■ **Énoncé A**:
Déterminez si chacune des affirmations suivantes concorde avec le texte sur les sept appels du Christ, en répondant par oui ou par non et en citant textuellement les mots décisifs : (i) le deuxième appel passe par la voix des prêtres ; (ii) le septième appel est celui de la conscience ; (iii) selon saint Arsène, on se libère des effets de ses actes notamment par le repentir.
■ **Énoncé B**:
Dans le texte sur les sept appels du Christ, quelle expression désigne la douleur ?

■ **Texte à analyser**:
========================================================================

Le Christ, Seigneur, appelle l'homme à la vraie vie et au
salut par sept voix ou trompettes :
1. L'appel intérieur de la conscience ;
2. L'appel extérieur de la Parole, par la voix des
prêtres ;
3. L'appel à travers les épreuves de la vie, à travers toutes
les difficultés, les épreuves et les pertes, les guerres, les tremblements de
terre, les famines ;
4. L'appel à travers les épreuves de la mort, « l'anarchie ou le fléau de
la mort sur tous les peuples de la terre entière » ( Écrits
inédits..., p. 129) ;
5. L'appel à travers les signes surnaturels ;
6. L'appel à travers les tourments finaux de
l'Antéchrist ;
7. L'appel de Dieu lui-même lors du Jugement dernier ( Le
Chemin du Royaume... , pp. 86-87).
Fort de sa riche expérience de l'âme humaine, saint Arsène
avait observé que les actes de l'homme « s'inscrivent en plusieurs lieux : dans
son destin personnel, dans celui de sa descendance, dans l'environnement social
présent et futur, et dans l'environnement cosmique, produisant des effets
mathématiques » ( Écrits inédits... , p. 389). La libération de ces
effets individuels, communautaires et cosmiques, présents et futurs, ne peut
être atteinte qu'en découvrant et en prenant conscience des causes qui les ont
engendrés, en s'en abstenant et en corrigeant sa vie par le repentir.
La
croix – « le mystère du salut » ; la douleur –
« le maître de la sagesse ».

========================================================================

■ **Données sources**:
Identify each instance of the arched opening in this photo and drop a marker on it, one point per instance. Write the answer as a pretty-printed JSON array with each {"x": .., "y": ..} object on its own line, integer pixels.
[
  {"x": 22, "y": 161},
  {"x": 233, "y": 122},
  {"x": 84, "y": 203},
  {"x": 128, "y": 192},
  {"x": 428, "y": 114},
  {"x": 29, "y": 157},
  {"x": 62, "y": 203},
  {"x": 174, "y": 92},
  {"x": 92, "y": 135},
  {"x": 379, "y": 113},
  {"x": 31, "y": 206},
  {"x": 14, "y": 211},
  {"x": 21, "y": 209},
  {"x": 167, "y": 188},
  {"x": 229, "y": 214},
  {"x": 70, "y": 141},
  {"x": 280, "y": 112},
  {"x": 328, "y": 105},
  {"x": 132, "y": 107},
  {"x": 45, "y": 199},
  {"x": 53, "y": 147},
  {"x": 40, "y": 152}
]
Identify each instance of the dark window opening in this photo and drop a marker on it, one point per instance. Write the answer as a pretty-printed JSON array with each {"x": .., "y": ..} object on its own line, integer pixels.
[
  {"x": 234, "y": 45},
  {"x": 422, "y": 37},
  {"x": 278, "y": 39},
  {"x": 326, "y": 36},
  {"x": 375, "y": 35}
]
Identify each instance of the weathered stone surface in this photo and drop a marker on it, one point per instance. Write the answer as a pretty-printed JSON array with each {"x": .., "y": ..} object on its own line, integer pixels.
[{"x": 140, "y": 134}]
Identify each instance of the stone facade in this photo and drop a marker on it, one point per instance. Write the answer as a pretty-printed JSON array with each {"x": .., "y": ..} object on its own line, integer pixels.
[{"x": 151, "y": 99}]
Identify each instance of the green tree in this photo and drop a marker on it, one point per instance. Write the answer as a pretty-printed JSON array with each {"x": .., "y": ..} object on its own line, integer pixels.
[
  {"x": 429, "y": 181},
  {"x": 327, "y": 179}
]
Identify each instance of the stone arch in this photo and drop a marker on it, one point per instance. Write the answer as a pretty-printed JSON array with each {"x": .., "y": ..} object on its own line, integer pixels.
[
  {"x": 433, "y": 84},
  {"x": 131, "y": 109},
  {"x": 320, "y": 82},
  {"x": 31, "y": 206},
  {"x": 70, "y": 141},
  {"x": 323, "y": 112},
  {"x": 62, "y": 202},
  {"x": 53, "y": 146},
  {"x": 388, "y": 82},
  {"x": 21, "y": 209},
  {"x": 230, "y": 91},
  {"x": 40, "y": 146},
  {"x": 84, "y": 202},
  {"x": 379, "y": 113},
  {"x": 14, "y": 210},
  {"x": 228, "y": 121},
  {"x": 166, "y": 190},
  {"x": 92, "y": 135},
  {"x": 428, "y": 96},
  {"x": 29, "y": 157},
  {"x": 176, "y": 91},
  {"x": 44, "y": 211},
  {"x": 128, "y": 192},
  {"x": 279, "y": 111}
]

========================================================================

■ **Réponse A**:
(i) Oui : « L'appel extérieur de la Parole, par la voix des prêtres ».
(ii) Non : « L'appel de Dieu lui-même lors du Jugement dernier ».
(iii) Oui : « en corrigeant sa vie par le repentir ».

■ **Réponse B**:
« le maître de la sagesse »